ANAYASO MU BABAYASO MU?
Şemsi BELLİ’NİN “ANAYASO ŞİİRİ” şu an içinde bulunduğumuz duruma ışık tutacak, memleket insanının derdine tercüman olacaktır. Hiçbir tesir uyandırmasa bile hiç değilse yüzünüzde bir tebessüm oluşturacaktır. Protokol sırasına göre mi okutalım, rast gele mi okutalım bu yazıyı? Yani yazının ehemmiyetine binaen bir strateji de geliştirelim.
“Hadi halka gidelim yarenler, dosta gidelim, okyanusa gidelim. Açlığına taş olmaya gidelim, fikrine köstek olmaya gidelim, hakkına gasp olmaya gidelim. Üstüne başına tül olmaya gidelim. Hep destek tam köstek olmaya gidelim.” “Bu kısım yazının nakarat kısmıdır, bilginize arz ederim.

### Alıştırma Soruları
1. Alıntı metne göre aşağıdaki soruları yanıtlayın.
(a) Metinde sözü edilen şiir kime aittir?
(b) Yazıya göre şiir hiçbir tesir uyandırmasa bile en azından ne oluşturacaktır?
(c) Tırnak içindeki bölümün yazının hangi kısmı olduğu belirtiliyor?
2. Alıntı metinde "ANAYASO MU BABAYASO" sözleriyle başlayan ve "bilginize arz ederim." sözlerine kadar süren bölümü, bu son sözler de dahil olmak üzere hiç değiştirmeden yazın.

### Veri Bölümü
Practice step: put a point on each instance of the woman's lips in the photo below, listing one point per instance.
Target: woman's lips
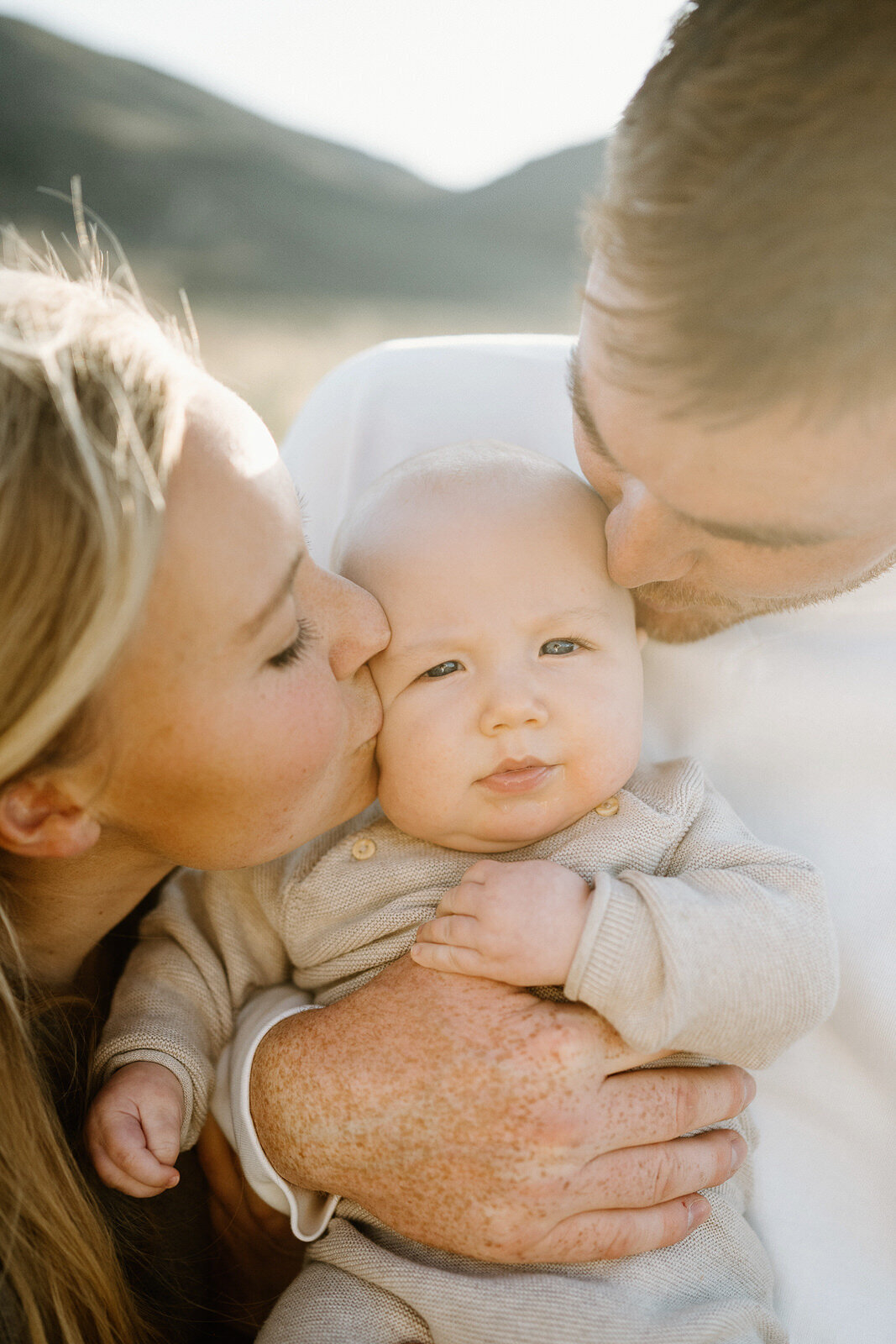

### Yanıtlar
1.
(a) Şiir Şemsi Belli'ye aittir.
(b) Şiir en azından yüzünüzde bir tebessüm oluşturacaktır.
(c) Bu bölümün yazının nakarat kısmı olduğu belirtiliyor.

2.
ANAYASO MU BABAYASO MU?
Şemsi BELLİ’NİN “ANAYASO ŞİİRİ” şu an içinde bulunduğumuz duruma ışık tutacak, memleket insanının derdine tercüman olacaktır. Hiçbir tesir uyandırmasa bile hiç değilse yüzünüzde bir tebessüm oluşturacaktır. Protokol sırasına göre mi okutalım, rast gele mi okutalım bu yazıyı? Yani yazının ehemmiyetine binaen bir strateji de geliştirelim.
“Hadi halka gidelim yarenler, dosta gidelim, okyanusa gidelim. Açlığına taş olmaya gidelim, fikrine köstek olmaya gidelim, hakkına gasp olmaya gidelim. Üstüne başına tül olmaya gidelim. Hep destek tam köstek olmaya gidelim.” “Bu kısım yazının nakarat kısmıdır, bilginize arz ederim.